┌────────

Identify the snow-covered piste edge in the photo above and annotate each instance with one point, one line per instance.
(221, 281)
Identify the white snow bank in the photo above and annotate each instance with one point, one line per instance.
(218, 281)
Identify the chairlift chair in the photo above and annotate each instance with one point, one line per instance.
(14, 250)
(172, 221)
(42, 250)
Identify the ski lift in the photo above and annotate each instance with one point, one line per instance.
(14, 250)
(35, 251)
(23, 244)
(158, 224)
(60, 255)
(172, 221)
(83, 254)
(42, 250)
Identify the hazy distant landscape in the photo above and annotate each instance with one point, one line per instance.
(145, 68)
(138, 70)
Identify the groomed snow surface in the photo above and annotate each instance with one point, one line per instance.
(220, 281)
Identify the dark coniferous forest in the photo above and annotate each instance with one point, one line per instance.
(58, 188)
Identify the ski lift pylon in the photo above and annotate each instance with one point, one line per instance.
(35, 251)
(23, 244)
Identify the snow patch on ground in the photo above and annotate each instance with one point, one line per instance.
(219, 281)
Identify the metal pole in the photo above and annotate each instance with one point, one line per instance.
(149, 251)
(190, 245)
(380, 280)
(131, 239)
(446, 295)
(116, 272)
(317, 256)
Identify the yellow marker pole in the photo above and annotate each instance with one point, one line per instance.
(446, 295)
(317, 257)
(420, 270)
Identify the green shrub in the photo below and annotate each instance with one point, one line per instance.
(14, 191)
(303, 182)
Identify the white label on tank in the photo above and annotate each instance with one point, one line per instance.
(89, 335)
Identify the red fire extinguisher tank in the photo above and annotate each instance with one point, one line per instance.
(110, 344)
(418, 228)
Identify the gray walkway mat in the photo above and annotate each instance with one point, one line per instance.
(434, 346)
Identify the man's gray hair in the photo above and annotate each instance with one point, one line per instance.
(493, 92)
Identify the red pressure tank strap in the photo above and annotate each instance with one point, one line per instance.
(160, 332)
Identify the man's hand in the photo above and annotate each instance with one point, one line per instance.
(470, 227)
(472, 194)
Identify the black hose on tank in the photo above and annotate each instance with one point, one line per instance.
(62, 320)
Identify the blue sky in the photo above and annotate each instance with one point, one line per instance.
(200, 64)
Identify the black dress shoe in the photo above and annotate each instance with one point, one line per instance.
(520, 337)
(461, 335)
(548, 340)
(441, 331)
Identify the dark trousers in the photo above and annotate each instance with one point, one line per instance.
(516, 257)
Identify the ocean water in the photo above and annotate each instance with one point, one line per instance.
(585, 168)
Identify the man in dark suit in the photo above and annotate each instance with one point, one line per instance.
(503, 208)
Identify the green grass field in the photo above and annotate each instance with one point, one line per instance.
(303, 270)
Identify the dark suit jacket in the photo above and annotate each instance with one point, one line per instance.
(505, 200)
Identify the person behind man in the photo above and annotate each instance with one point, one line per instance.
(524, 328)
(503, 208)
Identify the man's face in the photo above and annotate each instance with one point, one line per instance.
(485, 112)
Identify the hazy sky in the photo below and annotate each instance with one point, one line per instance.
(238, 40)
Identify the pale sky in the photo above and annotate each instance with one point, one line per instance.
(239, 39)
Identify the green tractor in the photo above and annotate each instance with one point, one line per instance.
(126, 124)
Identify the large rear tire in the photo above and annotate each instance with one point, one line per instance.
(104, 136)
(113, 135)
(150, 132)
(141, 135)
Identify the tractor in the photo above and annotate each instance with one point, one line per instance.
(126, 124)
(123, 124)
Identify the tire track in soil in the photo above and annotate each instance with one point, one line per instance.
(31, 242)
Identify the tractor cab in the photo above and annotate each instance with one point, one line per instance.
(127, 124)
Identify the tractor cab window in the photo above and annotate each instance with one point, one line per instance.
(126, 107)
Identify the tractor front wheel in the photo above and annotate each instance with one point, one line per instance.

└────────

Print the material exactly as written, omitting nothing.

Identify the snow-covered piste edge in the photo above and annotate each instance with one point, one line per instance.
(221, 281)
Identify the white snow bank in the photo above and annotate each instance with one point, one line per instance.
(218, 281)
Identify the chairlift chair in the photo above and annotate each instance with one point, one line per instance.
(14, 250)
(172, 221)
(42, 250)
Identify the ski lift in the photo above and annotate each instance with one point, one line per instance.
(14, 250)
(35, 251)
(23, 244)
(158, 224)
(60, 255)
(172, 221)
(83, 254)
(42, 250)
Identify the hazy distant landscape in the photo above and annotate each instance with one point, one line per instance.
(145, 68)
(138, 70)
Identify the groomed snow surface in the photo above and annotate each instance with one point, one line per instance.
(220, 281)
Identify the dark coniferous forest in the photo above and annotate each instance with one point, one line per instance.
(58, 188)
Identify the ski lift pylon in the photo above and annotate each instance with one point, one line per instance.
(35, 251)
(23, 244)
Identify the snow patch on ground in the photo above and annotate each instance with one point, one line per instance.
(219, 281)
Identify the metal pole in the photo above and annotate each instance with one point, one line per instance.
(149, 251)
(190, 245)
(380, 280)
(131, 239)
(446, 295)
(116, 272)
(317, 256)
Identify the yellow marker pole in the photo above and annotate each instance with one point, one line per instance.
(446, 295)
(317, 257)
(420, 270)
Identify the green shrub in the photo below and annotate each instance with one point, one line per instance.
(14, 191)
(303, 182)
Identify the white label on tank in the photo above and annotate each instance with one point, one line per instance.
(89, 335)
Identify the red fire extinguisher tank in the photo above and annotate each instance with one point, one line per instance.
(110, 344)
(418, 228)
Identify the gray walkway mat in the photo above and annotate each instance with one point, one line per instance.
(434, 346)
Identify the man's gray hair in the photo above and annotate each instance with one point, one line per instance.
(493, 92)
Identify the red pressure tank strap in the photo above and annotate each instance with one point, one line per instance.
(160, 332)
Identify the man's hand in the photo above and annotate each instance with one point, one line per instance.
(470, 227)
(472, 194)
Identify the black hose on tank in the photo above and annotate each instance with one point, one line per instance.
(62, 320)
Identify the blue sky in the photo above and annotate each instance with one point, one line per instance.
(200, 64)
Identify the black dress shoe in the photo above and annotate each instance with one point, one line per instance.
(520, 337)
(461, 335)
(548, 340)
(441, 331)
Identify the dark trousers in the photo above and annotate each instance with one point, one line per instance.
(516, 257)
Identify the ocean water in the photo above and annotate each instance with one point, one line per instance.
(585, 168)
Identify the man in dark suit in the photo above and annotate each instance with one point, one line per instance.
(503, 208)
Identify the green grass field in the photo above and annotate each instance with one point, one line per instance.
(303, 270)
Identify the dark suit jacket in the photo above and annotate each instance with one point, one line per instance.
(505, 200)
Identify the person behind man in the photo above and annotate each instance with one point, one line per instance.
(524, 328)
(503, 208)
Identify the man's face in the photo above and annotate each instance with one point, one line per instance.
(485, 112)
Identify the hazy sky in the photo below and annotate each instance with one point, one line per instance.
(238, 40)
Identify the pale sky in the photo above and annotate each instance with one point, one line per instance.
(239, 39)
Identify the green tractor in the photo above and annotate each instance with one point, one line per instance.
(126, 124)
Identify the large rear tire in the photo above and annotate each instance with one point, one line per instance.
(104, 136)
(113, 135)
(150, 132)
(141, 135)
Identify the tractor in the photo above and annotate each instance with one point, one line per instance.
(126, 124)
(123, 124)
Identify the tire track in soil in the photo above and annotate each instance with one point, one line per instance.
(31, 242)
Identify the tractor cab in the photo above and annotate each instance with one point, one line per instance.
(127, 124)
Identify the tractor cab window in the photo above and annotate each instance with one point, one line per instance.
(126, 107)
Identify the tractor front wheel in the photo above and annotate each instance with one point, one line per instance.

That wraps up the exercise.